Exercise instructions: Extract the final stretch of the data: the line that contains "-- sample [1128,282]." and every line after it, unaltered, and no other lines.

[BEGIN]

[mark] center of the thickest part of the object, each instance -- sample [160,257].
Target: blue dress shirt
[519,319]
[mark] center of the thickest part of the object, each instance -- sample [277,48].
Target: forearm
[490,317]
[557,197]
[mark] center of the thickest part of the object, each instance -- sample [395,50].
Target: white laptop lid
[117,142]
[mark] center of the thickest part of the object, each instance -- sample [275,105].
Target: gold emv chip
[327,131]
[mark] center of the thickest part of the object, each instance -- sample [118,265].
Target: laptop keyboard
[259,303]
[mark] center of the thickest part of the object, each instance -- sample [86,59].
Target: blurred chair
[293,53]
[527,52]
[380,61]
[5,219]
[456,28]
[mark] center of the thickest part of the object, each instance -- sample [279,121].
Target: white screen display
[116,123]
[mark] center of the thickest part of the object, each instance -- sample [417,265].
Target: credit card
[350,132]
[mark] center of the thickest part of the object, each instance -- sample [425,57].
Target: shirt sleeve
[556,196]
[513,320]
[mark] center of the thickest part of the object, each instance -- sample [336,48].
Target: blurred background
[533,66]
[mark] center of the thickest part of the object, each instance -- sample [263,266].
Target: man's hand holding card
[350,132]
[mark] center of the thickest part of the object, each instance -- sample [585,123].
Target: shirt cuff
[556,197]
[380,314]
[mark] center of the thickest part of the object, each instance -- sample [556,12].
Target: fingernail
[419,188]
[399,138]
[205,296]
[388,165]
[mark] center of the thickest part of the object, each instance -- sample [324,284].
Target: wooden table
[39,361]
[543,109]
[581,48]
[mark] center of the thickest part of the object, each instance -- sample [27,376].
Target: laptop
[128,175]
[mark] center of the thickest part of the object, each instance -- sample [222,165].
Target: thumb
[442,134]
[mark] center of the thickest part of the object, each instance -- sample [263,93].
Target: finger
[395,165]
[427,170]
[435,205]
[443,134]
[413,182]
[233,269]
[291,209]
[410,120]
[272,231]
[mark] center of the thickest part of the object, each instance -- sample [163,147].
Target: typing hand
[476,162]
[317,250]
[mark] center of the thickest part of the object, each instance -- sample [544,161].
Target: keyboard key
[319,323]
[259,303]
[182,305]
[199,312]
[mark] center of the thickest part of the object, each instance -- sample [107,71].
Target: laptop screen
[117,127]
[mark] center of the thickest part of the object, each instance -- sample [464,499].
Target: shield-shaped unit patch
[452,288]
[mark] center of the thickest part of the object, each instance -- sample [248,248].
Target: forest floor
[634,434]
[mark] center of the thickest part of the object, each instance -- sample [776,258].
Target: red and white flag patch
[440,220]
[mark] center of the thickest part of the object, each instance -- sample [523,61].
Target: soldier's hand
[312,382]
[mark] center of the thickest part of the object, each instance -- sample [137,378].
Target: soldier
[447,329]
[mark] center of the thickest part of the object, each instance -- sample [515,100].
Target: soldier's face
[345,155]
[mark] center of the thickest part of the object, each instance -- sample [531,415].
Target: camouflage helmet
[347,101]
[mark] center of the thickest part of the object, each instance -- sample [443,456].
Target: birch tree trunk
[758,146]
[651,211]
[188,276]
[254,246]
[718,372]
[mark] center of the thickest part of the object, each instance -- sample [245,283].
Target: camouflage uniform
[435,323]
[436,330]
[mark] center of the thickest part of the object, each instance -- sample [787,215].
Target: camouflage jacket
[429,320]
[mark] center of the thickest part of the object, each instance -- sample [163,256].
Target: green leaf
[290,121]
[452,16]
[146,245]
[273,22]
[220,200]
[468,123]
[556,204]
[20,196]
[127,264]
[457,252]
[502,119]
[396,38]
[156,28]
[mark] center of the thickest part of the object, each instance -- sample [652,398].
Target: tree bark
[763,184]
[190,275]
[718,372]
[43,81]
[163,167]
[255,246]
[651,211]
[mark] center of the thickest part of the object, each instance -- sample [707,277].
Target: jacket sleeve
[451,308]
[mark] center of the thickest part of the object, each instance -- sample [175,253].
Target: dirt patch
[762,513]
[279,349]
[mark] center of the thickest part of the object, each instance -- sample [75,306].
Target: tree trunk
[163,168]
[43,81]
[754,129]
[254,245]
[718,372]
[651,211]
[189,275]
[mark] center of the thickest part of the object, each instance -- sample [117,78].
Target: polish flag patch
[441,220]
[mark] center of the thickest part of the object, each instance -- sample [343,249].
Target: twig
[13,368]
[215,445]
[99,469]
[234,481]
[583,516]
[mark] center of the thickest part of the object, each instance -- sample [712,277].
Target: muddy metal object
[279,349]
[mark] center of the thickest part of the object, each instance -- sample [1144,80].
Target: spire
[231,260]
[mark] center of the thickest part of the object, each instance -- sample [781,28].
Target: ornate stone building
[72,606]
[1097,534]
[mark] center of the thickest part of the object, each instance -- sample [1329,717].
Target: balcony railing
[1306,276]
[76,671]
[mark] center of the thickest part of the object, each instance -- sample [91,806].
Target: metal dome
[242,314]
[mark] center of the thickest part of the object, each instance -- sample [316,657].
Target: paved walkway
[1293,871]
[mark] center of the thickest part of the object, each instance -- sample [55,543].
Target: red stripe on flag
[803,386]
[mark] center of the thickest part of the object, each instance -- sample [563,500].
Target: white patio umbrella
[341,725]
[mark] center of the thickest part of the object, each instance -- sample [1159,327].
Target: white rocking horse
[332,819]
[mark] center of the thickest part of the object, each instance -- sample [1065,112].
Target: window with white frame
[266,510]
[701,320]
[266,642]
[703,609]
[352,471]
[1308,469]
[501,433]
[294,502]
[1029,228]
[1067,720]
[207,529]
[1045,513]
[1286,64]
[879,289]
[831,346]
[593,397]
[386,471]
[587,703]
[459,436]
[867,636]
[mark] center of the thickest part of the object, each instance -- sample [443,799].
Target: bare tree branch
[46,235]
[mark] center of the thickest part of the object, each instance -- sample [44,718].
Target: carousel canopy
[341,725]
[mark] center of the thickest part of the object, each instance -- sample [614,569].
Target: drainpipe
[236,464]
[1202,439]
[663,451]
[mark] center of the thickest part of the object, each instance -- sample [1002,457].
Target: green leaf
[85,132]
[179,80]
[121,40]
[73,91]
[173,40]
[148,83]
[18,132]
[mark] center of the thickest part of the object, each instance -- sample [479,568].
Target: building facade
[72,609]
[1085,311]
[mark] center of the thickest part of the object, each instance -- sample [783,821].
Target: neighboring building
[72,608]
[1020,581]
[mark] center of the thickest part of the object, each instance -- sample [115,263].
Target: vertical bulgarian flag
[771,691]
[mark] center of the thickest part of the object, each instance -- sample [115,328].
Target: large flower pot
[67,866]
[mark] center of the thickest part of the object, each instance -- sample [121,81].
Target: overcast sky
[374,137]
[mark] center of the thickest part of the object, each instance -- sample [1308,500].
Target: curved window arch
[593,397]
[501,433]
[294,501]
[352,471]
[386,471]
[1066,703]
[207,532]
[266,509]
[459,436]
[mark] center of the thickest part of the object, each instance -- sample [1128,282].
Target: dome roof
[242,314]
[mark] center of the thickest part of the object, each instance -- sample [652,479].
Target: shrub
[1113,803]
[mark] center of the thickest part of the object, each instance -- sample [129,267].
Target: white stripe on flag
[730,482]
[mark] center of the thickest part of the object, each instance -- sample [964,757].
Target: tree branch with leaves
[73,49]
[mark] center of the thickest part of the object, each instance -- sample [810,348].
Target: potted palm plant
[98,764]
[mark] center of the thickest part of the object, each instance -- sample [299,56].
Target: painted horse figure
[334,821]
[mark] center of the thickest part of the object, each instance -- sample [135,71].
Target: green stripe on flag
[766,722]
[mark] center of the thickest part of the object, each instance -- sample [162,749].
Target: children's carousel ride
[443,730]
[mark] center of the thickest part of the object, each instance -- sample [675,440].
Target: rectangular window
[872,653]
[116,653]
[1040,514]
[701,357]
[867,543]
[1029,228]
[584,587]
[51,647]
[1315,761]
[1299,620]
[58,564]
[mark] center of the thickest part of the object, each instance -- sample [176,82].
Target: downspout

[END]

Response below:
[mark] center of the thickest part of the object, each instance -- sample [1128,282].
Target: dome roof
[242,314]
[mark] center of the thickest part of the object, each instance -- sample [652,479].
Target: shrub
[1113,803]
[mark] center of the thickest part of the object, each instance -- sample [129,267].
Target: white stripe on flag
[730,482]
[mark] center of the thickest part of the object, each instance -- sample [964,757].
Target: tree branch with leaves
[73,49]
[mark] center of the thickest part of the object, each instance -- sample [810,348].
Target: potted palm plant
[98,764]
[mark] center of the thickest part of the object, each instance -- sample [299,56].
Target: painted horse figure
[334,821]
[mark] center of the thickest part of the object, each instance -- sample [135,71].
Target: green stripe on flag
[766,722]
[mark] center of the thickest part of the object, each instance -- sample [162,749].
Target: children's carousel ride
[443,730]
[mark] center of the thickest part of the object, each instance -- sample [675,440].
Target: rectangular window
[872,653]
[116,653]
[1040,514]
[701,357]
[867,543]
[1029,228]
[584,587]
[51,647]
[1315,761]
[1299,620]
[58,564]
[mark] center of the thickest part of the object, each instance -- sample [176,82].
Target: downspout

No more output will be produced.